• **PROBLEM TO WORK ON**: Reproduce the data below between the lines holding "Practice step: indicate the parked" and "[1006, 538]", inclusive, keeping the request line unchanged and shifting every coordinate in the answers by -111.

(Stored items)
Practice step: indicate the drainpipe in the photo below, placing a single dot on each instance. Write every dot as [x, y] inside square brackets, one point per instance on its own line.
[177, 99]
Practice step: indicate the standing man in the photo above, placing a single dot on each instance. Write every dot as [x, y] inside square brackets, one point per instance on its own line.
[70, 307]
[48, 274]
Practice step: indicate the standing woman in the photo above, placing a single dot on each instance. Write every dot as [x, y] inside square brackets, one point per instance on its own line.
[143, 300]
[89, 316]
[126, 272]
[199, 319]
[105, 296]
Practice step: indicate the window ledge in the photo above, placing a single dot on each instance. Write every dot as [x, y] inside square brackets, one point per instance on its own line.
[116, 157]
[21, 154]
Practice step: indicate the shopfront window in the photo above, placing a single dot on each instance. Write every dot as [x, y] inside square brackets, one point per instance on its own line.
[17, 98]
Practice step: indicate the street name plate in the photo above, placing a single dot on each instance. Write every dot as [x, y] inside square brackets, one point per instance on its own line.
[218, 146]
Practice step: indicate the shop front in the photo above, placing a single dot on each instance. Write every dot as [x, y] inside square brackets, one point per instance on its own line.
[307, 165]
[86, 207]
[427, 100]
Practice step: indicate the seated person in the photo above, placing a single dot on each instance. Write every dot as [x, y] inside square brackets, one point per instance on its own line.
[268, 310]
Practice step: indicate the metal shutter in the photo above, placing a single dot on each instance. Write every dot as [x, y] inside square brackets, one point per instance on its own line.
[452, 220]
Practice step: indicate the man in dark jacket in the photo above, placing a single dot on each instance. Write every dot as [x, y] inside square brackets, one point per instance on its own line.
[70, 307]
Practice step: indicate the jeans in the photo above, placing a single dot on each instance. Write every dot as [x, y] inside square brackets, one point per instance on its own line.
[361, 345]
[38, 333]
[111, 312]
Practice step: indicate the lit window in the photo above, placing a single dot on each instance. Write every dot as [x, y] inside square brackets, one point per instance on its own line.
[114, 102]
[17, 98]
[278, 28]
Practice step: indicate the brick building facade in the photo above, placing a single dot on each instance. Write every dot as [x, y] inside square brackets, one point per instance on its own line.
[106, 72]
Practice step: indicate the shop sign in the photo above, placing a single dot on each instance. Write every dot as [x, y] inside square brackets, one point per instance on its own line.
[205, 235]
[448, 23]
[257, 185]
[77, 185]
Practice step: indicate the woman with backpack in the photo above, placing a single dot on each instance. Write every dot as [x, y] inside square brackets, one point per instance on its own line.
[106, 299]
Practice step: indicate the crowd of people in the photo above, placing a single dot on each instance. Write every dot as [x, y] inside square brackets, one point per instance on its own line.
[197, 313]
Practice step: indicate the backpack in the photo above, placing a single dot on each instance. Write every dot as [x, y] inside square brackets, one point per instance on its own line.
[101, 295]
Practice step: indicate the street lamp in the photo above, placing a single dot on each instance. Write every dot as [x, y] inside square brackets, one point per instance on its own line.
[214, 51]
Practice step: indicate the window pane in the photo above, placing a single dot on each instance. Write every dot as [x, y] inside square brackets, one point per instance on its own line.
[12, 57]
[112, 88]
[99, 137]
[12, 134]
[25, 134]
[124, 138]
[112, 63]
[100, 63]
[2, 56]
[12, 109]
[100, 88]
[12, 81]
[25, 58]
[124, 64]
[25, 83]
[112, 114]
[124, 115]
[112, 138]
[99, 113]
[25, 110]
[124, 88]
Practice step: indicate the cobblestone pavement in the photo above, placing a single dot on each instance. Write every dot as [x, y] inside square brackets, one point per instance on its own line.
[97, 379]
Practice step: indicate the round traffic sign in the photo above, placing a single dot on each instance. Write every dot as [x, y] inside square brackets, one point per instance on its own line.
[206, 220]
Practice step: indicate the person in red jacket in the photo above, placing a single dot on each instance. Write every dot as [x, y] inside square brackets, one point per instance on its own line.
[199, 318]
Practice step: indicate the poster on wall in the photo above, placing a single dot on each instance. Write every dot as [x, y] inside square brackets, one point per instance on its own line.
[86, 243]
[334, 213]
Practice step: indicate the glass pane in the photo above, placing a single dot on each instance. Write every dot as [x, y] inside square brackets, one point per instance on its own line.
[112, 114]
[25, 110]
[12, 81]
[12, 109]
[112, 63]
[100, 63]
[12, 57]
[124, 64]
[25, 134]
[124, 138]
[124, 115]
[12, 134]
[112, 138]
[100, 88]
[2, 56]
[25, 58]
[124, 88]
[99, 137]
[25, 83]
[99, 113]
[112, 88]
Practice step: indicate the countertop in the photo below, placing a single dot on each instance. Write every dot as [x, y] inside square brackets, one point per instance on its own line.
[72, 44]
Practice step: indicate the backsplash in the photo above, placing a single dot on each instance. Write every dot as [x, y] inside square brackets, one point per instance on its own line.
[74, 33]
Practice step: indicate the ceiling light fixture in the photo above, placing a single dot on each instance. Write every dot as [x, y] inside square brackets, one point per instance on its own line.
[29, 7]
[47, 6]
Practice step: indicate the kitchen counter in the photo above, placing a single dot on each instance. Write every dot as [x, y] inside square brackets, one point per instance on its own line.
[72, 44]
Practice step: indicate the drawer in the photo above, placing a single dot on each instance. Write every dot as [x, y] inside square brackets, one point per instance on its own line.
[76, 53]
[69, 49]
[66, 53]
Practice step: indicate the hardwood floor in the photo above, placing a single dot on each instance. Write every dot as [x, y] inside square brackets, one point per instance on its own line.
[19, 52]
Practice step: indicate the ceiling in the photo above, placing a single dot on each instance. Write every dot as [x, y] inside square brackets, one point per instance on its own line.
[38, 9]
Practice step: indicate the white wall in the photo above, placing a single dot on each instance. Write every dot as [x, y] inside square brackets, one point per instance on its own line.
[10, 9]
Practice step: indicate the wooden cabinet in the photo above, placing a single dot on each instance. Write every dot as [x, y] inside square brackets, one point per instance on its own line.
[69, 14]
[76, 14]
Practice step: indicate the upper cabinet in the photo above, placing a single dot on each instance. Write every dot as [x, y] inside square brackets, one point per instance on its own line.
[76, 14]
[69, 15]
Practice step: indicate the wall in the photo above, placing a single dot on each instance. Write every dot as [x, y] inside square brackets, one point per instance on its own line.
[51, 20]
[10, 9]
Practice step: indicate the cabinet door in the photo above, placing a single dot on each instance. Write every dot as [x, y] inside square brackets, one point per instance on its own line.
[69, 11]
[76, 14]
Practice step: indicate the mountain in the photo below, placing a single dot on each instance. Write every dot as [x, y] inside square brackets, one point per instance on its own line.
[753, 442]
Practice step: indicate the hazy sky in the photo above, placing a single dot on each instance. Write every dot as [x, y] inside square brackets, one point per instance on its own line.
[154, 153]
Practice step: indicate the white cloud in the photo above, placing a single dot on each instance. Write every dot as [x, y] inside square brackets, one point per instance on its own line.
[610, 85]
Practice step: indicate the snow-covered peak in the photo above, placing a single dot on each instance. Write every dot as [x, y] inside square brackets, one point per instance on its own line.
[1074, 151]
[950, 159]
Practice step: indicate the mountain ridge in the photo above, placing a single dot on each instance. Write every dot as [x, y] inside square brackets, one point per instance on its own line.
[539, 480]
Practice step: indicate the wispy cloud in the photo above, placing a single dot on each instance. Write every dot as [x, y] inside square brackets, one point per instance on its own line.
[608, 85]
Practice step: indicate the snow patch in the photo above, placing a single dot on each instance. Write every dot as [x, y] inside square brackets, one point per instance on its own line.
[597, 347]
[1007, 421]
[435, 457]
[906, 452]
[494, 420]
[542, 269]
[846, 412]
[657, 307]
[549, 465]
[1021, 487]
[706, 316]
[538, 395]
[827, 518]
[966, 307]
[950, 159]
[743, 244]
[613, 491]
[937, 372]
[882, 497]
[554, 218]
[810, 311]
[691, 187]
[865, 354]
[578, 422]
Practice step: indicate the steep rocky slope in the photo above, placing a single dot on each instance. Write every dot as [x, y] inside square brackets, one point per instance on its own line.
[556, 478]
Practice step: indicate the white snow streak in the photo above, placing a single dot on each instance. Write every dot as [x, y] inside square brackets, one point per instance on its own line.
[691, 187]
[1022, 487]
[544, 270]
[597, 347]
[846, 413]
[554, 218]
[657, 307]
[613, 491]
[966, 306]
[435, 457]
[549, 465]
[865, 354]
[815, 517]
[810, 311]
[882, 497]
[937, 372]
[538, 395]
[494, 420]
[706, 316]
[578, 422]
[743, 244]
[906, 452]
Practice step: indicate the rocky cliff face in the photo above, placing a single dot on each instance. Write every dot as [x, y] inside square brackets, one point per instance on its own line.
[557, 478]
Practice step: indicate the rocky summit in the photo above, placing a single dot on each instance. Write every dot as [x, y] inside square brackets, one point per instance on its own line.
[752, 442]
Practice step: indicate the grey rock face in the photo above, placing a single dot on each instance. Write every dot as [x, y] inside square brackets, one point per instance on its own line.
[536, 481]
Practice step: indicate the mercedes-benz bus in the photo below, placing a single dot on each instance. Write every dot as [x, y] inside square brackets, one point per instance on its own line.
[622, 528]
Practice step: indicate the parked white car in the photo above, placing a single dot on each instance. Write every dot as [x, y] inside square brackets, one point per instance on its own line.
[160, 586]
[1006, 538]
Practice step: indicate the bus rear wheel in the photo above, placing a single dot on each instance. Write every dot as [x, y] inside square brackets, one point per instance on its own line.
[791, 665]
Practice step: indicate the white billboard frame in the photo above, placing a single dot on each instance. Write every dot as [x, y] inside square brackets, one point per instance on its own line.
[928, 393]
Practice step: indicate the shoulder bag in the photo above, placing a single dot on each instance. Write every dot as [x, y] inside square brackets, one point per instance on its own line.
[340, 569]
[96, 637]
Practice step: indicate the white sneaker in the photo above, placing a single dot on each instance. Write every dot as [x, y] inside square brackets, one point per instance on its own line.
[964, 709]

• **TASK SOLUTION**:
Practice step: indicate the parked white car in the photo above, placing a single dot on each instance. Write every dot as [x, y] inside square brackets, one point per instance on its own line.
[49, 475]
[895, 427]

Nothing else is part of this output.